課題文:
»»
香川県に10代の頃、友人のイリョウの家を尋ねた事がある。
高松は屋島の麓で両親と共に暮らしていた。
「おい、鬼が島に行こうゼ!」
イリョウの言葉に、彼の弟も反応し、
3人は、瀬戸内海に浮かぶ、鬼が島へ向かった。
鬼が島は雄島と雌島のふたつがあり、
渡船でわたる。
島内には、鬼が住んでいたという洞穴があった。
おそらく海賊たちの隠れ家だったと思われる。
「ボートに乗らないか?」
貸しボートで瀬戸内海に漕ぎ出そうというのだ。
この時、我々は、瀬戸内の海を甘くみていた。
ヨイショコラショ・・
30分ほども漕いでいた時だった。
なんか浸水してない?
ボートに穴があいているワケでもないのに、
水がずいぶん浸入している。
理由は簡単にわかった。
イリョウの弟の体重が二人分あったのだ。
我々は、3人で乗っているつもりが、
4人分の加重をボートにかけていた。
当然、喫水線は下がり、揺れるたびに、
フチから海水がザンブと入ってくる。
「何か水を掻き出すモノはないか?」
ない!
いったん水が入りだすと、さらに喫水線が下がる。
あと幾ばくもなく、水没してしまう。
「オレがおりる」
けんじろう君が、海に飛び込んだ。
ボートの横を泳いで帰ろうという作戦だ。
おかげで、ボートはなんとか浮いた。
漕ぎ手にも力が入る。
ところが・・・
「ぜんぜん島に近づいてないゾ!」
さほど離れていない筈の島に近づく気配がない。
「流れがものすごく速い!」
濃いでも漕いでも、泳いでも泳いでも、
いっかな島は近づかない。
むしろ遠ざかる。
「おいっ、これは覚悟がいるゾ!」
««
提供資料:
»»
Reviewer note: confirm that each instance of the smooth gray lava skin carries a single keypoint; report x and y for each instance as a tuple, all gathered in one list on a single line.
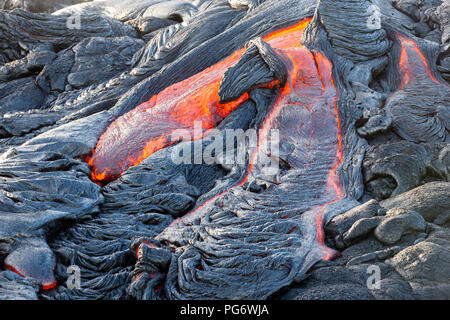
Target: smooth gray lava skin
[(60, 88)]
««
課題の内容:
**a.** 課題文の「理由は簡単にわかった。」から始まり「ボートの横を泳いで帰ろうという作戦だ。」までの範囲を、「ボート」を「小舟」に置き換えて書き出してください。
**b.** 課題文について、次の問いに答えてください。
(i) 鬼が島を構成する島の名称は何か。
(ii) ボートに水が入ってきた理由として何が挙げられているか。
(iii) 海に飛び込んだのは誰か。

解答一覧:
**a.**
理由は簡単にわかった。
イリョウの弟の体重が二人分あったのだ。
我々は、3人で乗っているつもりが、
4人分の加重を小舟にかけていた。
当然、喫水線は下がり、揺れるたびに、
フチから海水がザンブと入ってくる。
「何か水を掻き出すモノはないか?」
ない!
いったん水が入りだすと、さらに喫水線が下がる。
あと幾ばくもなく、水没してしまう。
「オレがおりる」
けんじろう君が、海に飛び込んだ。
小舟の横を泳いで帰ろうという作戦だ。

**b.**
(i) 雄島と雌島
(ii) イリョウの弟の体重が二人分あり、3人で乗っているのに4人分の加重がかかって喫水線が下がったため
(iii) けんじろう君